GIVEN TEXT -

──────────

Quick Links

Re: slow joining very large table to smaller ones

From:	John A Meinel <john(at)arbash-meinel(dot)com>
To:	Dan Harris <fbsd(at)drivefaster(dot)net>
Cc:	pgsql-performance(at)postgresql(dot)org
Subject:	Re: slow joining very large table to smaller ones
Date:	2005-07-15 04:12:15
Message-ID:	42D7379F.3040806@arbash-meinel.com
Views:	Whole Thread \| Raw Message \| Download mbox \| Resend email
Thread:
Lists:	pgsql-performance

Dan Harris wrote:
>
> On Jul 14, 2005, at 7:15 PM, John A Meinel wrote:
>
>>
>>
>> Is the distribution of your rows uneven? Meaning do you have more rows
>> with a later id than an earlier one?
>>
>
> There are definitely some id's that will have many times more than the
> others. If I group and count them, the top 10 are fairly dominant in
> the table.

That usually skews the estimates. Since the estimate is more of an
average (unless the statistics are higher).

──────────

MATERIAL SHOWN -
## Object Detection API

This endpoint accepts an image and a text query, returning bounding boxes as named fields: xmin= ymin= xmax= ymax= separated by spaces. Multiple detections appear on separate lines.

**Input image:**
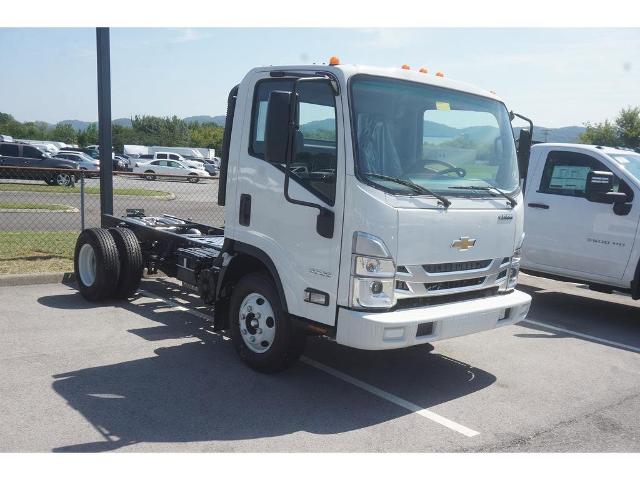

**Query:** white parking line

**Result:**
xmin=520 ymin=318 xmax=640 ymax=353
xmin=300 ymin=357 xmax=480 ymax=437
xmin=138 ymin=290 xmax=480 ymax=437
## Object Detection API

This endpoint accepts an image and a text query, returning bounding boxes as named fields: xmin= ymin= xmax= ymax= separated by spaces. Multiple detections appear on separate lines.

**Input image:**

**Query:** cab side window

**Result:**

──────────

BRIEF 1 - Put this sentence from the mailing list post into Spanish: "That usually skews the estimates."
BRIEF 2 -
Using the mailing list post, answer briefly:
(a) Who sent the post?
(b) What date does the post carry?
(c) What does Dan Harris say about the top 10 ids once they are grouped and counted?

RESPONSE 1 - Eso suele sesgar las estimaciones.

RESPONSE 2 -
(a) John A Meinel
(b) 2005-07-15
(c) They are fairly dominant in the table.